— JOBS —
• A. Answer these three questions using the McComb family account:
(i) About how tall was the grandfather?
(ii) How many children did the grandparents have?
(iii) About how old was the narrator on the day the grandfather agreed to take the narrator fishing?
• B. Change "Put a point there" to "Place a point there" in the listing, starting with the line containing "of the curly" and going on through the end of the listing. Keep everything else unchanged, return only those lines, and leave the pictures out.

— QUOTED PASSAGE —

McComb Family
The following information on the McComb
family is told by Clarence E. Crocker
of Glendale.
Though I know little to nothing about their
roots, permit me to tell you about two of my grandparents who were remarkable
people in my mind.
George Washington McCombs, (1852-1943) was my maternal grandfather. He was
the son of William McCombs (1810-1892) and Junie McCombs (1815-1892) Margaret
Ann Zimmerman McCombs (1855-1937) was my maternal grandmother. She was the
daughter of David Rickenbacker Zimmerman who died in the Civil war and Georgia
Ann Muscogee Zimmerman (1829-1903)
Though I'm sure we had visited them many times before, I was about
six when we made the first visit that I recall. They were already retired
and near eighty. As you can see from the picture, Grandpa and Grandma as we
called them, were a unique couple. He was about 6 feet 4 and she was about
five feet tall.
They were the parents of nine children, five boys and four girls. The boys,
LaFoy, Brice, William, Vernon and Bunyan, all married, moving away to follow
the textile industry, one becoming a mill superintendent, one becoming a
mill overseer, one becoming the supervisor of an installation team for a textile
machine manufacturer and two being textile mill section men. The four girls,
Genie, married the master mechanic of D.E. Converse Company mills, Ollie,
married a Preacher, Callie married the manager of Pierce Motor Co. auto body
repair shop and Ella married Albert Crocker, my mother and father.
Grandpa had been a overseer in the D.E. Converse Company (Glendale) mills
but had retired before I was born. In retirement, they had moved from their
small farm on the Bethesda road into a small house which had a vacant store
building attached, some 1,000 feet from the river shoals behind the mill.
Mill property joined theirs on the left and back side .
Being an avid fisherman, he was constantly going to the pond or shoals with
his cane pole to fish. One day when I was about 9, he agreed to let me go
with him. Giving me a pole, he showed me where to sit down by a fish hole
saying, "Now boy be quite and still or you’ll scare all the fish away". I
was O.K. for a while, but after sitting there not even getting a bite for
about 30 minutes while he was catching fish, I dared to get up and go over
to where he was. Crossing over the pot hole on some small brushes, I slipped
and fell into the water up to my shoulders. Hearing the commotion, Grandpa
looked around, seeing what had happened, he said, "Boy, you’ve scared the
fish away for a mile, we might as well go home". That was the first and last
time he ever carried me fishing.

[Location identification items]
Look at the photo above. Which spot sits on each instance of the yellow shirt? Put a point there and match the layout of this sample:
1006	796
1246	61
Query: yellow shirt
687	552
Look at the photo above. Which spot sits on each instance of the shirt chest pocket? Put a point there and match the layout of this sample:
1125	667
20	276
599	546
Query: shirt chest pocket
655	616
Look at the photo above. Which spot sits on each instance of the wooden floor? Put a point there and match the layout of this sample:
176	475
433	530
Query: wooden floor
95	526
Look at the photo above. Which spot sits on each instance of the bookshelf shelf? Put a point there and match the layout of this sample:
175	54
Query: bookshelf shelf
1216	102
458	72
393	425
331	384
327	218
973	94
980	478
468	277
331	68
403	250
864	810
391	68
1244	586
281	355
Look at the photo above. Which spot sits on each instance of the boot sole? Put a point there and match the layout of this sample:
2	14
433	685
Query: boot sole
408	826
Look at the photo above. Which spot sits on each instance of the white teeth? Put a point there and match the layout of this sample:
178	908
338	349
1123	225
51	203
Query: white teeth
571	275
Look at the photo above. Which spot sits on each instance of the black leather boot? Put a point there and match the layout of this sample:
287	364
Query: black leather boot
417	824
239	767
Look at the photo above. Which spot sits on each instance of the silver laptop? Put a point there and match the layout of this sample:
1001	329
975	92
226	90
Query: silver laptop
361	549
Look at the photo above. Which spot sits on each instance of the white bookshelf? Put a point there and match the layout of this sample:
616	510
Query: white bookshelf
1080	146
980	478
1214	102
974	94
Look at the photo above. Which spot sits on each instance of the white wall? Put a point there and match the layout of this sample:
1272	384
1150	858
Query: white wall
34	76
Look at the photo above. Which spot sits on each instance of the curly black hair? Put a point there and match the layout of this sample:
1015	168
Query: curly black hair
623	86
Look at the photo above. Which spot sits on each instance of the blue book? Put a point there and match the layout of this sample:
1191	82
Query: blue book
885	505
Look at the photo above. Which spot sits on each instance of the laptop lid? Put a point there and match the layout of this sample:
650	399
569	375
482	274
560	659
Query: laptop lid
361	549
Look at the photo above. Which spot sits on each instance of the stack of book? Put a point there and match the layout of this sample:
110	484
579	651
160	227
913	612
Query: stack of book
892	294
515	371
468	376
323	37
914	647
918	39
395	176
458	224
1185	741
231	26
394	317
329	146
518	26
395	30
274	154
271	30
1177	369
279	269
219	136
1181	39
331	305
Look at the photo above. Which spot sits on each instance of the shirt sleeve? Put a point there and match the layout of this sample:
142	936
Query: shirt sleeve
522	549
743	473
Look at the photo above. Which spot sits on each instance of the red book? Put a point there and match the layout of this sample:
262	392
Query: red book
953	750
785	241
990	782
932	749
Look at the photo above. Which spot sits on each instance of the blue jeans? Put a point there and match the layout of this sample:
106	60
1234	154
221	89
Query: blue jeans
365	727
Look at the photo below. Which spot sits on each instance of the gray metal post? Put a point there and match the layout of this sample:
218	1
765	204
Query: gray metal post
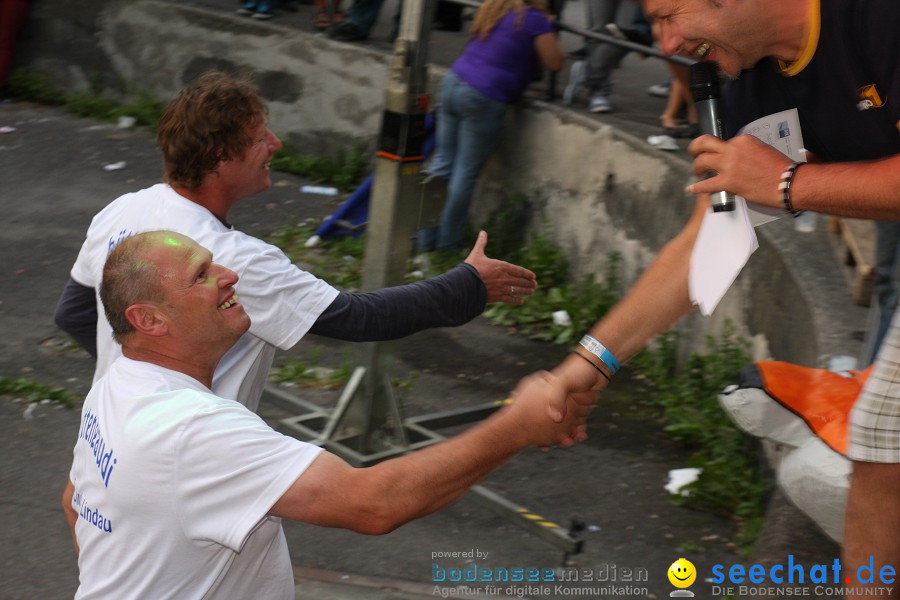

— ANSWERS TO THE PROBLEMS —
• A.
(i) About 6 feet 4.
(ii) Nine.
(iii) About 9.

• B.
Look at the photo above. Which spot sits on each instance of the curly black hair? Place a point there and match the layout of this sample:
1015	168
Query: curly black hair
623	86
Look at the photo above. Which spot sits on each instance of the blue book? Place a point there and match the layout of this sample:
1191	82
Query: blue book
885	505
Look at the photo above. Which spot sits on each instance of the laptop lid? Place a point there and match the layout of this sample:
650	399
569	375
482	274
560	659
Query: laptop lid
361	549
Look at the photo above. Which spot sits on each instance of the stack of book? Place a point there and match the layout of this sample:
110	484
579	651
160	227
913	612
Query: stack of book
892	294
515	371
468	376
323	37
914	647
918	39
395	176
458	224
1185	741
231	26
394	317
329	146
518	26
395	30
274	154
271	30
1177	369
279	269
219	136
1181	39
331	305
Look at the photo above. Which spot sits on each instance of the shirt sleeve? Place a point there and match the layout of this sample:
142	936
Query: shirt sleeve
522	549
743	473
Look at the photo above. Which spot sits on each instance of the red book? Place a point there and match the layout of this sample:
262	392
Query: red book
953	750
785	241
990	782
932	749
Look at the photo above. Which spot sits on each instance of the blue jeans? Place a point there and match the layout of this sample:
106	60
1234	154
221	89
Query: blue jeans
365	727
Look at the photo below. Which spot sits on each instance of the gray metal post? Place a point there and match the layout of this sample:
218	1
765	204
Query: gray metal post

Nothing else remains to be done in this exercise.